Texto fornecido:
*-*-*
Acórdão do Tribunal da Relação do Porto
Processo:
2425/07.1TBVCD.P1
Nº Convencional: JTRP00042898
Relator: CANELAS BRÁS
Descritores: COMPETÊNCIA INTERNACIONAL
EMPRESAS
ESTADOS MEMBROS DA UNIÃO EUROPEIA
Nº do Documento: RP200909082425/07.1TBVCD.P1
Data do Acordão: 09/08/2009
Votação: UNANIMIDADE
Texto Integral: S
Privacidade: 1
Meio Processual: AGRAVO.
Decisão: AGRAVO.
Indicações Eventuais: 2ª SECÇÃO - LIVRO 321 - FLS 10.
Área Temática: .
Legislação Nacional: ARTIGOS 65º-A E 99º DO CPC E 22º E 23º DO REGULAMENTO (CE) Nº 44/2001 DO CONSELHO, DE 22 DE DEZEMBRO DE 2000
Sumário: Os Tribunais Portugueses carecem de competência internacional para conhecerem de questões relativas à responsabilidade contratual entre empresas de dois Estados-Membros da União — incluindo aí a responsabilidade pré e pós- contratual — se as partes tiverem convencionado entre si, por escrito, atribuí-la aos Tribunais Italianos, pois que nenhuma razão de ordem pública o impede e se não trata de casos da competência exclusiva dos Tribunais Portugueses, nos termos dos artigos 65.°-A e 99.° do CPC e 22.° e 23.° do Regulamento (CE) n.° 44/200 1 do Conselho, de 22 de Dezembro de 2000.
Reclamações:
Decisão Texto Integral: RECURSO Nº. 2425/07.1 – AGRAVO (VILA do CONDE)


Acordam os juízes nesta Relação:


A Autora “B………., S.A.”, com sede na Rua …, ……, Zona Industrial ………., ………., Vila do Conde, vem interpor recurso do douto despacho proferido no .º Juízo Cível do Tribunal Judicial dessa comarca, nestes autos de acção declarativa de condenação, com processo ordinário, que aí instaurara contra a Ré “C………. – S.P.A.”, com sede na ………., n.º .., ………., Itália, intentando ver agora revogada essa decisão da 1.ª instância que declarou a incompetência internacional dos tribunais portugueses para a apreciação da acção e competentes os tribunais italianos (com o fundamento aí aduzido de que se discute aqui matéria de responsabilidade contratual e não de responsabilidade extracontratual e que as partes escolheram essa jurisdição para dirimir os conflitos que pudessem surgir entre si, derivados destes contratos), alegando, para tanto e em síntese, que foram cometidos dois erros pelo M.º Juiz ‘a quo’, a saber: “ter aludido a matéria que não é passível de convenção, como é o caso da violação dos deveres das partes agirem com lealdade, honestidade e conscienciosamente, que nada tem a ver com a validade ‘versus’ invalidade dos acordos, porque são pressupostos de ordem pública” e “não ter considerado a posição da recorrente, que se finca numa posição de âmbito muito mais amplo, temporalmente – quer a montante, quer a jusante – para além do âmbito desses acordos”. Por isso que se não poderá dar relevo, como veio a considerar-se, à responsabilidade contratual como factor decisivo de aferição da competência internacional do tribunal. Razão para que se dê agora provimento ao recurso, se revogue o douto despacho recorrido e se declare competente para a apreciação da matéria dos autos o Tribunal Judicial da Comarca de Vila do Conde e não os tribunais italianos.
*-*-*
Registos de dados:
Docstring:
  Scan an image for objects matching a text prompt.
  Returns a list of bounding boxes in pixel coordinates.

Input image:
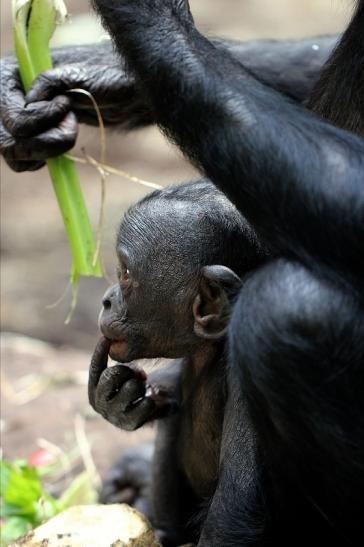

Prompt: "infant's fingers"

[95,365,140,411]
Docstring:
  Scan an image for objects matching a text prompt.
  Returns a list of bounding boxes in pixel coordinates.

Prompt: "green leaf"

[1,517,31,545]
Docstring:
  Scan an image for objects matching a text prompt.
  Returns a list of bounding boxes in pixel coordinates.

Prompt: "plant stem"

[13,0,102,285]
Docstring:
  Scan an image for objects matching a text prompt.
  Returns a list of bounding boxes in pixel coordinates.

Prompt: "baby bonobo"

[89,181,266,545]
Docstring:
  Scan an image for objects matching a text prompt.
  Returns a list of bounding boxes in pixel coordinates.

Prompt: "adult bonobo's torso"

[178,358,226,499]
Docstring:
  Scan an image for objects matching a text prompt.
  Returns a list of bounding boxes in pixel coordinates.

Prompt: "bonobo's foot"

[99,443,154,520]
[88,338,177,431]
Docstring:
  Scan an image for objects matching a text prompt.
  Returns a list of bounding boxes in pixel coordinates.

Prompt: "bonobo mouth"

[109,340,128,362]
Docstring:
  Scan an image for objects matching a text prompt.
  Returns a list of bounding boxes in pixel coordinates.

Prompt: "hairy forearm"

[96,0,364,286]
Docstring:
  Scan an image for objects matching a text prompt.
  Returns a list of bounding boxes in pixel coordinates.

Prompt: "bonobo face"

[99,195,199,361]
[99,185,245,362]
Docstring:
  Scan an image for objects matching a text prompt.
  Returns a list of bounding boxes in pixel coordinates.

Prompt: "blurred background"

[1,0,353,480]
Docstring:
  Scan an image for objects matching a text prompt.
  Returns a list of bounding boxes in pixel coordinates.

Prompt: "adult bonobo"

[3,0,364,547]
[89,181,268,545]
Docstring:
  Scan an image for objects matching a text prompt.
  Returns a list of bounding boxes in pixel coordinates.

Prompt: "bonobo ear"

[193,266,241,340]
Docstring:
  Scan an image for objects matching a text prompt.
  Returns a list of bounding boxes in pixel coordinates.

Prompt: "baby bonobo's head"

[99,181,266,362]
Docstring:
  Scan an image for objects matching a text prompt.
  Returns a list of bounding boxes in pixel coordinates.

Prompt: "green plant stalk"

[13,0,102,286]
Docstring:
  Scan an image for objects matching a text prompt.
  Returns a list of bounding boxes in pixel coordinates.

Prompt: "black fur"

[89,0,364,546]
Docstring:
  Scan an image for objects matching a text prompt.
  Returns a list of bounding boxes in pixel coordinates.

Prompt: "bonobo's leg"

[151,414,198,547]
[93,0,364,289]
[99,443,154,519]
[198,386,268,547]
[210,259,364,547]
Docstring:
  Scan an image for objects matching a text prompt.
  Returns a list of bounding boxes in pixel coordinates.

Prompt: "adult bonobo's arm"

[0,37,336,171]
[94,0,364,285]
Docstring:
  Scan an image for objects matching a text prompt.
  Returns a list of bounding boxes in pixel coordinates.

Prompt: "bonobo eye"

[116,262,131,288]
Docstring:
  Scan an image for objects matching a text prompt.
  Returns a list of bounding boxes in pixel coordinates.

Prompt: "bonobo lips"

[109,340,128,362]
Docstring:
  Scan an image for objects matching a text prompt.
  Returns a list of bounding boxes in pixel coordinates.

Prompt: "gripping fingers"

[0,112,77,171]
[95,365,138,413]
[25,63,88,104]
[2,92,71,138]
[107,397,156,431]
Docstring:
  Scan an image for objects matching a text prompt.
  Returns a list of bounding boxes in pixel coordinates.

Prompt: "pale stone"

[13,505,160,547]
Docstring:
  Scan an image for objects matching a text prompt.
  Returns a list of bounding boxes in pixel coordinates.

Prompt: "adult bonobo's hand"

[0,58,77,171]
[88,338,178,431]
[0,42,152,171]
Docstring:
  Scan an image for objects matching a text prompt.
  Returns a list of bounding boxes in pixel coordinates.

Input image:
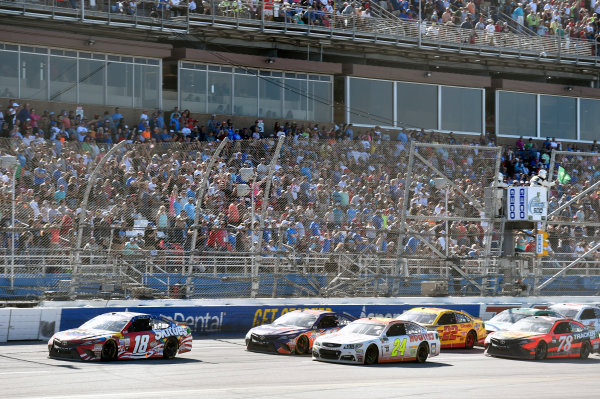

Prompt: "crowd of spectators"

[0,100,600,266]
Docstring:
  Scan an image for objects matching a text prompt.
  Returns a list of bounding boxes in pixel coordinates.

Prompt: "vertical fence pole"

[74,140,127,296]
[250,135,285,298]
[186,137,229,286]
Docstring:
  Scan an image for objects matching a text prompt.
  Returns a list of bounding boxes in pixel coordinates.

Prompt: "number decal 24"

[133,335,150,353]
[392,338,406,356]
[558,335,573,352]
[442,325,458,341]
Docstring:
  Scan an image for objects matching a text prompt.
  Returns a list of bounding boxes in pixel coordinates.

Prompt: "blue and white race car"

[312,317,440,364]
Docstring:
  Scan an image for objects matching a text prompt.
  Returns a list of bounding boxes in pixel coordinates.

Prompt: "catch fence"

[0,136,600,298]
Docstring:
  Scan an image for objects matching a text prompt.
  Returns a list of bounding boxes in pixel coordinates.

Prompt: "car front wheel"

[579,341,592,359]
[365,345,379,364]
[535,341,548,360]
[417,342,429,363]
[163,338,179,359]
[100,339,117,362]
[296,335,310,355]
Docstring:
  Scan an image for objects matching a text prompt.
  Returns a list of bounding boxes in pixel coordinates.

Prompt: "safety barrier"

[0,296,599,342]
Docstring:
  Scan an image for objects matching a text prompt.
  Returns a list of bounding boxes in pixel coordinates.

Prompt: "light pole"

[0,155,19,290]
[417,0,423,48]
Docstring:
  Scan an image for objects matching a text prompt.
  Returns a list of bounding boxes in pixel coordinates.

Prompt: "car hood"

[250,324,308,335]
[317,334,376,344]
[491,331,543,340]
[54,328,115,341]
[485,321,513,331]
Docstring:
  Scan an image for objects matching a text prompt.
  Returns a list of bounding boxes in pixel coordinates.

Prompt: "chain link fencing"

[0,139,600,299]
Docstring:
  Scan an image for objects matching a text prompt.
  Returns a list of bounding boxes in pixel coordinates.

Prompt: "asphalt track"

[0,338,600,399]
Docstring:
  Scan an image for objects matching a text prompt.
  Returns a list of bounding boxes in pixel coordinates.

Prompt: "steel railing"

[0,0,597,64]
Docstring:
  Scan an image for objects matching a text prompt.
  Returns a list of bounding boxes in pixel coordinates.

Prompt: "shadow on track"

[0,355,79,370]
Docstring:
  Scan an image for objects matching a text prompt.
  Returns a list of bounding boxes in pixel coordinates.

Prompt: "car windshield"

[79,315,129,332]
[397,310,437,324]
[273,312,317,328]
[508,317,554,334]
[340,321,385,337]
[489,309,533,324]
[551,306,579,319]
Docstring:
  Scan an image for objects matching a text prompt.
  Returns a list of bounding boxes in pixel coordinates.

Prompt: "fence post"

[186,137,229,282]
[250,135,285,298]
[74,140,127,295]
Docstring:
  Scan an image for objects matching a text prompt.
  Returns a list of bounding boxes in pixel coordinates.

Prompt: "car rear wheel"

[365,345,379,364]
[465,330,477,349]
[417,342,429,363]
[296,335,309,355]
[163,337,179,359]
[579,341,592,359]
[535,341,548,360]
[100,339,117,362]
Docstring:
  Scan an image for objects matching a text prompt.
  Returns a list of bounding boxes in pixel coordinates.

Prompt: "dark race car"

[48,312,192,361]
[484,316,600,360]
[246,309,356,355]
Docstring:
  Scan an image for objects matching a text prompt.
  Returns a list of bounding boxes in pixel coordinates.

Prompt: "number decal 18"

[133,335,150,353]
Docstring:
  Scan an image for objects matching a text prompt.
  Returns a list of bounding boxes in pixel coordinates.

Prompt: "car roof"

[409,306,450,313]
[289,309,336,315]
[549,303,598,309]
[355,317,397,324]
[98,312,152,320]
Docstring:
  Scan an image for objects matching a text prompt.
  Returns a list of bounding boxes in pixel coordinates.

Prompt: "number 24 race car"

[312,318,440,364]
[48,312,192,361]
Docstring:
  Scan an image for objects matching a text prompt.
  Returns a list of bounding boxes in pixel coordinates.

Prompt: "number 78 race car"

[48,312,192,361]
[312,318,440,364]
[485,316,600,360]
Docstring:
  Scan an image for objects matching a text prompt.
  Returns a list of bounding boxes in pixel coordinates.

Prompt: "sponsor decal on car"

[155,326,187,340]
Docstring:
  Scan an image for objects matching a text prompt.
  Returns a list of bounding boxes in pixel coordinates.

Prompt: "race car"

[484,316,600,360]
[485,308,563,334]
[246,309,356,355]
[312,317,440,364]
[48,312,192,361]
[396,307,487,349]
[548,303,600,332]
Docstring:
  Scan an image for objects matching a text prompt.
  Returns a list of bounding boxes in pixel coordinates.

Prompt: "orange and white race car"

[397,307,487,349]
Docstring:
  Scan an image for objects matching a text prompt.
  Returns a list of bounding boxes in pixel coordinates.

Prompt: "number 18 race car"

[48,312,192,361]
[484,316,600,360]
[312,318,440,364]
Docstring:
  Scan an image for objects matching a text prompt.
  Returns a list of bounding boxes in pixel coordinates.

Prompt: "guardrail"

[0,0,597,64]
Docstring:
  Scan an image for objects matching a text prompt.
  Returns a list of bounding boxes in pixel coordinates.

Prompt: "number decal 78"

[442,325,458,341]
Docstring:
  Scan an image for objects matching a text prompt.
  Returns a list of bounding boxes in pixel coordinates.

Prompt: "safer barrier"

[0,296,599,342]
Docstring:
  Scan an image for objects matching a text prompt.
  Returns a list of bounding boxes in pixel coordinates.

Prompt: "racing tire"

[163,337,179,359]
[417,342,429,363]
[579,341,592,360]
[296,335,310,355]
[365,345,379,364]
[100,339,118,362]
[535,341,548,360]
[465,330,477,349]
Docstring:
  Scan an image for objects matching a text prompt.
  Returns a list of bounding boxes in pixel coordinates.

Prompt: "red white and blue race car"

[246,309,355,355]
[484,316,600,360]
[48,312,192,361]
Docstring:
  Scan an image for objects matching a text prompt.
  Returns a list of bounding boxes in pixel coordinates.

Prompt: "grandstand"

[0,1,600,299]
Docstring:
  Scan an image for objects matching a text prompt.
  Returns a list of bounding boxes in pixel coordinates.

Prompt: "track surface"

[0,338,600,399]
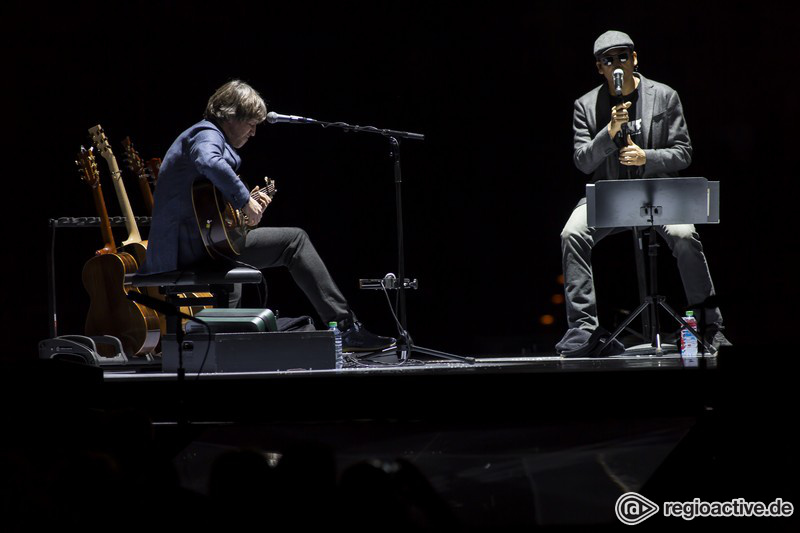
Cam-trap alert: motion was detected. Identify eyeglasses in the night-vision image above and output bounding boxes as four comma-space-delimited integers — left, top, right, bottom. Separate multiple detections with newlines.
600, 52, 628, 67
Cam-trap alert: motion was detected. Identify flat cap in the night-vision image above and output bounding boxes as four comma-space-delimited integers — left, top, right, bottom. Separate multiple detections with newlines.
594, 30, 633, 57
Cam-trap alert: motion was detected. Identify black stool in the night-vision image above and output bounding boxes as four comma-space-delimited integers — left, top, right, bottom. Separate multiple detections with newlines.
126, 267, 263, 333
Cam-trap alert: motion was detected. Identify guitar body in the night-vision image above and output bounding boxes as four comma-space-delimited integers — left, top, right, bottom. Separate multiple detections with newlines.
192, 178, 247, 259
192, 178, 278, 259
81, 252, 161, 357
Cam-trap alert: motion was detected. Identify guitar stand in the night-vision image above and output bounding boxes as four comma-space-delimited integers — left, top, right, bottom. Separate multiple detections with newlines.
39, 335, 161, 368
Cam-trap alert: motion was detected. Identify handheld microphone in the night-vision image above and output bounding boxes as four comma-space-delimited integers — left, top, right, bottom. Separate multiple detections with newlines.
267, 111, 317, 124
612, 68, 625, 96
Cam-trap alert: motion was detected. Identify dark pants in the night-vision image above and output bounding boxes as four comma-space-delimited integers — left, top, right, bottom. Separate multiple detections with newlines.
231, 228, 351, 324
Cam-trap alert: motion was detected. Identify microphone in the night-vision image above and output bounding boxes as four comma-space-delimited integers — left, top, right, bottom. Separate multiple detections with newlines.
612, 68, 624, 96
267, 111, 317, 124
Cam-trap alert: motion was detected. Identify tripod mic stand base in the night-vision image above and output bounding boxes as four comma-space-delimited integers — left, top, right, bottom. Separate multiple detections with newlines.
397, 343, 475, 365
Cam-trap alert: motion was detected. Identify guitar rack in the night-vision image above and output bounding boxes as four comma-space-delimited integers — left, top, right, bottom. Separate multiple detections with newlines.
47, 217, 152, 338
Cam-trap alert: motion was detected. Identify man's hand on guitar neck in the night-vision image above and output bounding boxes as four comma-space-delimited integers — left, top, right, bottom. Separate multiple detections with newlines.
242, 187, 272, 226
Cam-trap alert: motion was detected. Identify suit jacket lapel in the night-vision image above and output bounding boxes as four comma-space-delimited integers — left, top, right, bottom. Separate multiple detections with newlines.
639, 74, 656, 149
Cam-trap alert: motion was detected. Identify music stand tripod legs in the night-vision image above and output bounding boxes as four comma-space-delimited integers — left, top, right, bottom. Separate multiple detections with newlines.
586, 177, 719, 354
606, 211, 714, 355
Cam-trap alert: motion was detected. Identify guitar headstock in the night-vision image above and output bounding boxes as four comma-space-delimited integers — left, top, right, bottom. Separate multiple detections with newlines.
75, 146, 100, 189
89, 124, 114, 160
262, 176, 278, 198
122, 137, 147, 179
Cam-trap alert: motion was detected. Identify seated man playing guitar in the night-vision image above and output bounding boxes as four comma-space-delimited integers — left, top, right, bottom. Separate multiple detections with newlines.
140, 80, 395, 351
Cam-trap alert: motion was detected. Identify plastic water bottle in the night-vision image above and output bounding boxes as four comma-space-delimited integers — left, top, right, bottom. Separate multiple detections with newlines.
681, 311, 697, 366
328, 322, 344, 369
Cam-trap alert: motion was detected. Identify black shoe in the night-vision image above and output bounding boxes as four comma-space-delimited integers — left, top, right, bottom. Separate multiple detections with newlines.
342, 321, 397, 352
703, 325, 733, 352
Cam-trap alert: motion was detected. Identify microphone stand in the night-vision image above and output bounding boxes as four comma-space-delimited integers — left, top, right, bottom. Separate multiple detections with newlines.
615, 80, 660, 339
280, 117, 475, 364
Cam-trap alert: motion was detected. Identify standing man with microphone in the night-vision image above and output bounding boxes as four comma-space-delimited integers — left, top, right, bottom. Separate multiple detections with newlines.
556, 31, 730, 356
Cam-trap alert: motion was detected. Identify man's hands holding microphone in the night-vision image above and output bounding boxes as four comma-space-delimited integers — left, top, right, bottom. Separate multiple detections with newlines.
608, 102, 647, 167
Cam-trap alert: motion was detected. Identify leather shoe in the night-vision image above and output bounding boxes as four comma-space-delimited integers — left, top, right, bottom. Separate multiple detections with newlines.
703, 325, 733, 352
342, 320, 397, 352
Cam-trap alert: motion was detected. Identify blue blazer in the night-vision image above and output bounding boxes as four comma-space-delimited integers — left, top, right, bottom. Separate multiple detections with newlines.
139, 120, 250, 274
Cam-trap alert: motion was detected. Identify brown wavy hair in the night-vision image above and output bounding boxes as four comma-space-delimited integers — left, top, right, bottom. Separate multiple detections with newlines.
203, 80, 267, 122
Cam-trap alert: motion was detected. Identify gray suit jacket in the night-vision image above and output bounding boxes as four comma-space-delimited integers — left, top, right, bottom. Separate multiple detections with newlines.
572, 73, 692, 181
139, 120, 250, 274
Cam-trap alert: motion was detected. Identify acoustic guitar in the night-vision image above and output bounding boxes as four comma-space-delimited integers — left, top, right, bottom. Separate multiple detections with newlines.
75, 147, 161, 357
89, 124, 147, 265
122, 137, 214, 320
192, 178, 278, 259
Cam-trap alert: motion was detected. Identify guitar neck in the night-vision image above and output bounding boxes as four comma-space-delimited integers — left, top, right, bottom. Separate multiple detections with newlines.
139, 174, 153, 215
92, 183, 117, 255
103, 152, 142, 244
89, 124, 142, 245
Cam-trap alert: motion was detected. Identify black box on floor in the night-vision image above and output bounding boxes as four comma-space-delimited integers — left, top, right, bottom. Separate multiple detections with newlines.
161, 331, 336, 373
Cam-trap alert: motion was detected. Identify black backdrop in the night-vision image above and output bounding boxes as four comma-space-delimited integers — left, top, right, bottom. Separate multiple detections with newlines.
2, 1, 798, 357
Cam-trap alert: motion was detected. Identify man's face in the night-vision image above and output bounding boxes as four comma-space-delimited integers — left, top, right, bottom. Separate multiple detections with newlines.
597, 48, 639, 84
222, 118, 258, 148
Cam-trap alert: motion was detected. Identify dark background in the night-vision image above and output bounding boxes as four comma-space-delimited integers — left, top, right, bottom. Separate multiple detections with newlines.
2, 1, 798, 357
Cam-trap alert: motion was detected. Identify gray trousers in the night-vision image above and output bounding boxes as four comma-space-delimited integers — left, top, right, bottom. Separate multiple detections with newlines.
225, 228, 351, 325
561, 204, 722, 330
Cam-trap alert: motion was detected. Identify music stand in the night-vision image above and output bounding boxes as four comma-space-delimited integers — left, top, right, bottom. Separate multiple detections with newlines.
586, 178, 719, 354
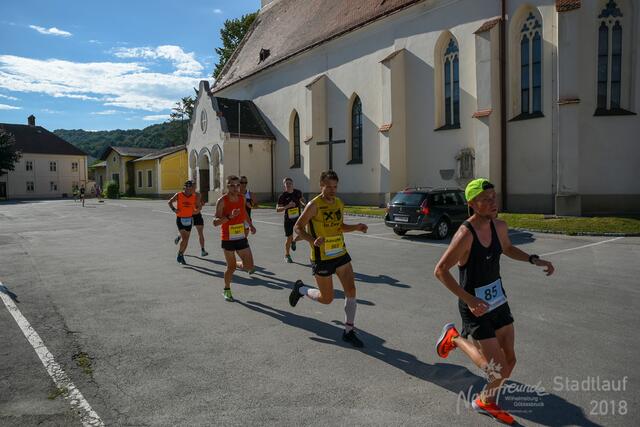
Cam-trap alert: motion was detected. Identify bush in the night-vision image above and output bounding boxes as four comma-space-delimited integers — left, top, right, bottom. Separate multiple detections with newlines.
105, 181, 120, 199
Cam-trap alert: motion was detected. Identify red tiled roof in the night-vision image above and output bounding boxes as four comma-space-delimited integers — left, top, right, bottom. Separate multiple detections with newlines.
473, 16, 502, 34
556, 0, 582, 12
213, 0, 424, 92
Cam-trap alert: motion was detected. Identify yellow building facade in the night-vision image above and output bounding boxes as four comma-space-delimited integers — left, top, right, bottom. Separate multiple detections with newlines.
131, 146, 189, 197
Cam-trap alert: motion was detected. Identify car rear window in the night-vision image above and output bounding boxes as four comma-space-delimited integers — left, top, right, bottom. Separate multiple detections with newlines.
391, 193, 426, 206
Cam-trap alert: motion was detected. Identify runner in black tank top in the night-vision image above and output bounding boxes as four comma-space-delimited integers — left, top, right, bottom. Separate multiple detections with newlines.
434, 178, 553, 424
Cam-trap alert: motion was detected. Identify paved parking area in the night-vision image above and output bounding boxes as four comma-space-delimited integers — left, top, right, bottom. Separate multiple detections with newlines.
0, 200, 640, 426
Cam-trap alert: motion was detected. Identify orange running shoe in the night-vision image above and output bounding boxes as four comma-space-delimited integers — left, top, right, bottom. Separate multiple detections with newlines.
436, 323, 460, 359
471, 398, 515, 425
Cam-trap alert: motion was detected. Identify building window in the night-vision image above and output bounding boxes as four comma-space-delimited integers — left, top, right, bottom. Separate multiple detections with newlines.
520, 12, 542, 118
596, 0, 633, 115
291, 113, 302, 168
349, 95, 362, 164
200, 110, 207, 133
443, 38, 460, 128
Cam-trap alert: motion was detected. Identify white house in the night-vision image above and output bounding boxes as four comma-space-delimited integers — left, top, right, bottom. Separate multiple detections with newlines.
190, 0, 640, 214
0, 115, 90, 199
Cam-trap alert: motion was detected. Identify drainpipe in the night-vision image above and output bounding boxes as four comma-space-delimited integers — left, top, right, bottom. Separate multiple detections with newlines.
271, 140, 276, 201
500, 0, 507, 211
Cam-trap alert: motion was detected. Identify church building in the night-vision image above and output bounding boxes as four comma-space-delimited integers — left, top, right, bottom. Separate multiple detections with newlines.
187, 0, 640, 215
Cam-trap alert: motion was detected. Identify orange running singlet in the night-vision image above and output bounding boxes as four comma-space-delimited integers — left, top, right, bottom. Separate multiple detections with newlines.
221, 194, 247, 240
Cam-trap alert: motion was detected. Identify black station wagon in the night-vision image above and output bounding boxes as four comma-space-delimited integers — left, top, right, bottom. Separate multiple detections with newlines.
384, 187, 469, 239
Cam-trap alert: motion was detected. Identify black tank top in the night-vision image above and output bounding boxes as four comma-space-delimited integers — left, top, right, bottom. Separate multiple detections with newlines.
458, 221, 504, 300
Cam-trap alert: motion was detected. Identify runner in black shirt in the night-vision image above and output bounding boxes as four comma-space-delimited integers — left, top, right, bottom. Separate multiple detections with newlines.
434, 178, 554, 424
276, 177, 306, 263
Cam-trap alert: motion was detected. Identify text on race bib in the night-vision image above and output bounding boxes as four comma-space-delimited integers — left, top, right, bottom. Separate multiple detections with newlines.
475, 279, 507, 313
229, 223, 245, 240
324, 236, 344, 256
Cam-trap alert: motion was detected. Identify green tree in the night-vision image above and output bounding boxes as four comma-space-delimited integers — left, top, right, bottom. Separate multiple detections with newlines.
0, 129, 22, 176
213, 12, 258, 79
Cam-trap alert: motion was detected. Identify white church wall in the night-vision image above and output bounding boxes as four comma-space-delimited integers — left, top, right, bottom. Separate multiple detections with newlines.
578, 0, 640, 213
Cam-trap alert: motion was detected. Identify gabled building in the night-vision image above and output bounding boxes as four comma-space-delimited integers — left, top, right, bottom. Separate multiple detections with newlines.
189, 0, 640, 215
187, 84, 279, 203
94, 145, 188, 197
0, 115, 90, 199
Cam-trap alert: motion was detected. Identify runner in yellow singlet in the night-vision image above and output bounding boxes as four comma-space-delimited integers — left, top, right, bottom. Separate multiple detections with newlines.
289, 170, 367, 347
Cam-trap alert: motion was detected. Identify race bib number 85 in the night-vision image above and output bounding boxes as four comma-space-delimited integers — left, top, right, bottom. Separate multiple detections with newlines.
229, 224, 244, 240
324, 236, 344, 256
475, 279, 507, 313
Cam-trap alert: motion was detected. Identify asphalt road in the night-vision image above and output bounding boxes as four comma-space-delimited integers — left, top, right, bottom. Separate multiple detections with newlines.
0, 200, 640, 426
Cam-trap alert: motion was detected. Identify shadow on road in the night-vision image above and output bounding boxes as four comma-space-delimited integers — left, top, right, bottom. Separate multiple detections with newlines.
354, 272, 411, 288
183, 255, 375, 307
237, 301, 599, 427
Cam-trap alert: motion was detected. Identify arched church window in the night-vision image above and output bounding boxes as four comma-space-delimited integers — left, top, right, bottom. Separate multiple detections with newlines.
349, 95, 362, 163
443, 38, 460, 127
520, 12, 542, 115
596, 0, 624, 114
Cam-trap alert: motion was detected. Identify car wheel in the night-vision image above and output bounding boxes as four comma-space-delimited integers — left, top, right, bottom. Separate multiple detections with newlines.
433, 219, 451, 240
393, 228, 407, 236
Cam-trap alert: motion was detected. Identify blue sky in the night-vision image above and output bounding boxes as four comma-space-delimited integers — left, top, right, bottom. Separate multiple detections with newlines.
0, 0, 260, 130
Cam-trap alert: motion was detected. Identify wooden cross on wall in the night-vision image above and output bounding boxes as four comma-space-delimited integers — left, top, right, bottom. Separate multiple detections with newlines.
316, 128, 346, 170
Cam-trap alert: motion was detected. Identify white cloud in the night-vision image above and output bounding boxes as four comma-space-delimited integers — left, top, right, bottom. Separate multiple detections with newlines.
29, 25, 72, 37
113, 45, 204, 76
142, 114, 169, 122
0, 93, 18, 101
91, 110, 119, 116
0, 55, 206, 112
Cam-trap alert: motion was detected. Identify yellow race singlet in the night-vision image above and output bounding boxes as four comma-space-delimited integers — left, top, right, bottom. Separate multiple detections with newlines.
308, 195, 347, 262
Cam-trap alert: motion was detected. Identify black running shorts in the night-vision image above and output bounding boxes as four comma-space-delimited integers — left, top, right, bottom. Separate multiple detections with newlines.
284, 219, 296, 237
222, 239, 249, 252
192, 214, 204, 225
458, 301, 513, 341
311, 253, 351, 277
176, 217, 193, 233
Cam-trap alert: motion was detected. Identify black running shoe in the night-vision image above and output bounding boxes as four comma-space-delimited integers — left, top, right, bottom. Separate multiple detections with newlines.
342, 329, 364, 348
289, 280, 304, 307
*-*-*
O que fazer:
A. Segundo o acórdão, a que tribunais as partes atribuíram por escrito a competência?
B. Some 90 a cada número das coordenadas nas respostas e reescreva apenas a parte das entradas que começa na linha que contém "orange running shoe" e termina na linha que contém "471, 398, 515, 425", com ambas as linhas incluídas e os pedidos mantidos.
O acórdão e as entradas não têm qualquer relação entre si.

Respostas resolvidas:
A. Aos Tribunais Italianos.

B.
Cam-trap alert: motion was detected. Identify orange running shoe in the night-vision image above and output bounding boxes as four comma-space-delimited integers — left, top, right, bottom. Separate multiple detections with newlines.
526, 413, 550, 449
561, 488, 605, 515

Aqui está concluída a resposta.